[EXCERPT]
# Help assigning inputs on Denon AVR2807



## IndyGuy (Dec 8, 2009)

First post for me here and I'm hopeful someone can help. I am hooking a Wii, an iPod and a Sony 200 disc carousel in (all with good patch cords), a Sony DVD (with component A/V cable) a laptop with BluRay capabilities (with HDMI) and an ATT U-verse box (with HDMI). I'm running HDMI from the Denon to a Sony 51" Wega. I've got the manual but I'm having problems understanding how to assign inputs and getting the on screen display to show. Can someone help?


----------



## tonyvdb (Sep 5, 2007)

Hi Brandon, Welcome to the Shack!

First thing you need to do is select HDMI out "on" or "yes" There should be a button on the front panel of the Denon or on the Remote to do this.

From that point you should see the menu on your display and you will need to find the menu setting that has system input assign or something like that.


----------



## tonyvdb (Sep 5, 2007)

Have a look at Page 51 in your manual it explains how to set up the HDMI output.


----------



## IndyGuy (Dec 8, 2009)

Thank you! I'll give that a shot. I believe my confusion on the inputs was related to assigning Digital inputs. Since I'm not using any (only patch cords or component cable) these should be set to NONE, correct? In effect, since I've plugged in cables, the only thing left to do would be assign name, etc. The Denon should recognize these inputs and play them, correct?


----------



## tonyvdb (Sep 5, 2007)

IndyGuy said:


> Since I'm not using any (only patch cords or component cable) these should be set to NONE, correct?


Yes, HDMI OUT should be set to "NO"


> In effect, since I've plugged in cables, the only thing left to do would be assign name, etc. The Denon should recognize these inputs and play them, correct?


Not necessarily, I dont own a Denon but my on Onkyo you need to assign the input to each input button.


----------

[ACTIONS TO TAKE]
- a) In the forum thread, which page of the manual explains how to set up the HDMI output?
- b) Rewrite the forum thread between "# Help assigning" and "Can someone help?", inclusive, replacing "laptop" with "desktop computer".
You won't need the rows for anything here.

[DATA EXCERPTS]
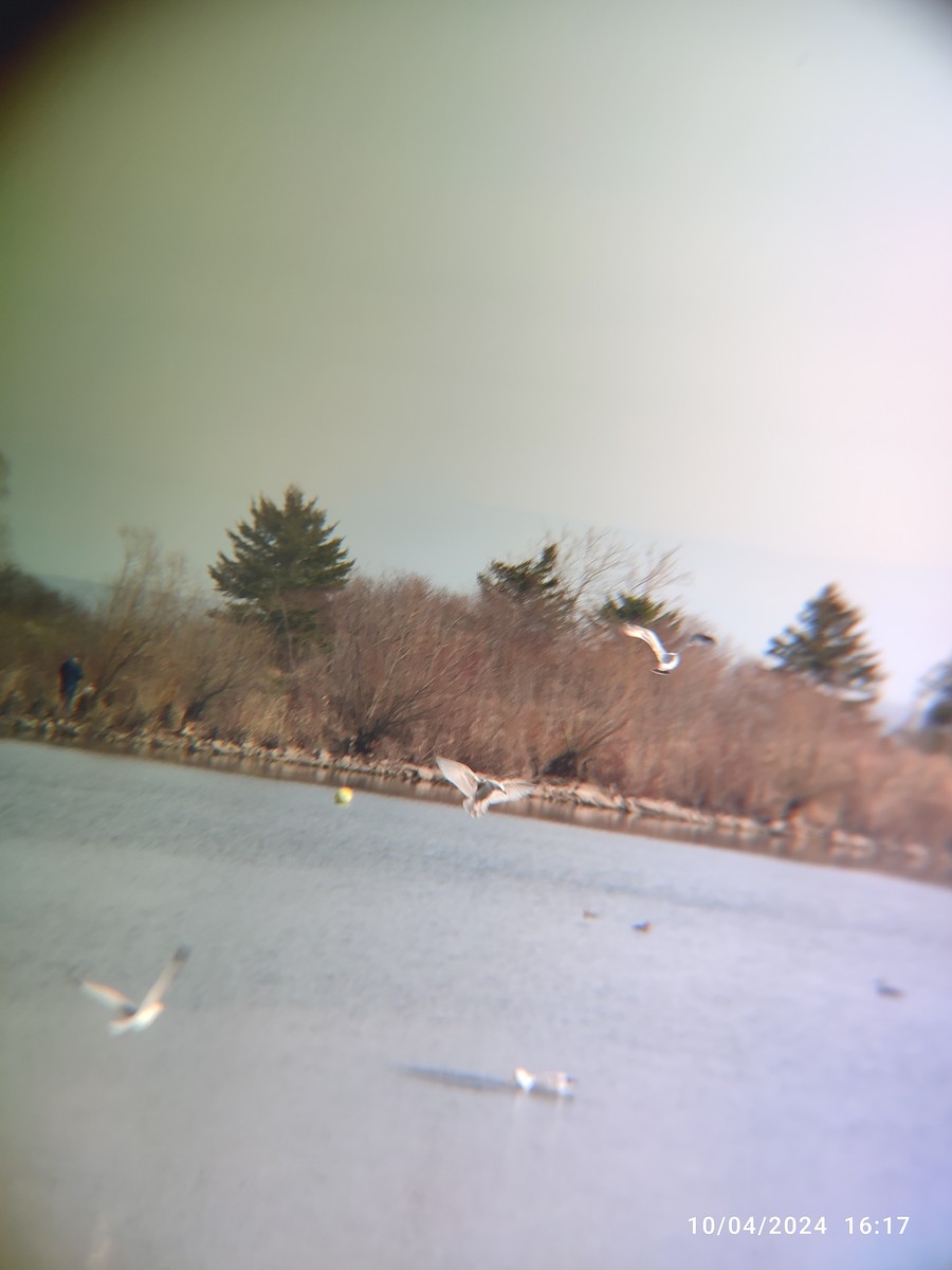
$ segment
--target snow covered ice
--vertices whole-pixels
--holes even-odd
[[[10,1264],[947,1270],[951,892],[333,795],[0,743]],[[149,1031],[70,982],[180,942]]]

[RESPONSES TO THE EXERCISE]
- a) Page 51

- b)
# Help assigning inputs on Denon AVR2807



## IndyGuy (Dec 8, 2009)

First post for me here and I'm hopeful someone can help. I am hooking a Wii, an iPod and a Sony 200 disc carousel in (all with good patch cords), a Sony DVD (with component A/V cable) a desktop computer with BluRay capabilities (with HDMI) and an ATT U-verse box (with HDMI). I'm running HDMI from the Denon to a Sony 51" Wega. I've got the manual but I'm having problems understanding how to assign inputs and getting the on screen display to show. Can someone help?